Each line from the one containing "Target: black boot" through the end of the entries below must be output exactly; no other line belongs.

Dataset entries:
%%

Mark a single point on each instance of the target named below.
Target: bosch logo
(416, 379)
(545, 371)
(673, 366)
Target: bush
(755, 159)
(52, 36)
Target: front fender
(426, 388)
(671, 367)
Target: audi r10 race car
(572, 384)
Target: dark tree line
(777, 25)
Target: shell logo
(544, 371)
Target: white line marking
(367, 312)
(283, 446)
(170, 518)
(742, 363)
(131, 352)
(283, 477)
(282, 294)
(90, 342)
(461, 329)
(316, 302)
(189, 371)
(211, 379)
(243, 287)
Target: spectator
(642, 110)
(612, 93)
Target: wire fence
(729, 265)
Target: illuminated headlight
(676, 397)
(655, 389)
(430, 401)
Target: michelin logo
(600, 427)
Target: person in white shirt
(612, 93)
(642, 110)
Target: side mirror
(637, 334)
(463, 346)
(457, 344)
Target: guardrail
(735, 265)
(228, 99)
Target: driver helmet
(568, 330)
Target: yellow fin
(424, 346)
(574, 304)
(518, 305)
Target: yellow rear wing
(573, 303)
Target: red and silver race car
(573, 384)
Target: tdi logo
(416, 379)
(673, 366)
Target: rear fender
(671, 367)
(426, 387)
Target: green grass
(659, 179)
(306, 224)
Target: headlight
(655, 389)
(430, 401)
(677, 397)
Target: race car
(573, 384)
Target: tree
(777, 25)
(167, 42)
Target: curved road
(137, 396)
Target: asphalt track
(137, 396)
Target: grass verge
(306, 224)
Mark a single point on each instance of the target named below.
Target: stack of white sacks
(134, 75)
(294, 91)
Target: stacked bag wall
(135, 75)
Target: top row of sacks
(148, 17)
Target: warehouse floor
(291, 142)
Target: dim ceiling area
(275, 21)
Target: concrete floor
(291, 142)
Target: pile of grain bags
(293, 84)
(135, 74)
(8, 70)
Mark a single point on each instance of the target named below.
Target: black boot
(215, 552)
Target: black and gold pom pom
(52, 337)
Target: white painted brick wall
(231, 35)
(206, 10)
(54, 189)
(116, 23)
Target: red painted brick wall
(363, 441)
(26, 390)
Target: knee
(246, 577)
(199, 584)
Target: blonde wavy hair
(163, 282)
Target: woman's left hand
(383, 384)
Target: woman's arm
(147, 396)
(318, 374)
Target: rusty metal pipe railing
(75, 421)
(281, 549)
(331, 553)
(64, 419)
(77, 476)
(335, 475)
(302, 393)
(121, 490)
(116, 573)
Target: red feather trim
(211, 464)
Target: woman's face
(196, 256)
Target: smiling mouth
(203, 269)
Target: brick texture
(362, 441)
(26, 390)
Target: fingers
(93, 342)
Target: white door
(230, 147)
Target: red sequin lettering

%%

__The answer__
Target: black boot
(215, 552)
Target: black and gold pom pom
(52, 337)
Target: white painted brick wall
(231, 35)
(206, 10)
(54, 189)
(116, 23)
Target: red painted brick wall
(363, 441)
(26, 390)
Target: knee
(246, 577)
(199, 584)
Target: blonde wavy hair
(163, 282)
Target: woman's left hand
(383, 384)
Target: woman's arm
(147, 396)
(318, 374)
Target: rusty metal pipe railing
(75, 421)
(281, 549)
(331, 553)
(64, 419)
(77, 476)
(335, 475)
(302, 393)
(121, 490)
(116, 573)
Target: red feather trim
(211, 464)
Target: woman's face
(196, 256)
Target: smiling mouth
(203, 269)
Target: brick texture
(362, 441)
(26, 390)
Target: fingers
(93, 342)
Target: white door
(230, 147)
Target: red sequin lettering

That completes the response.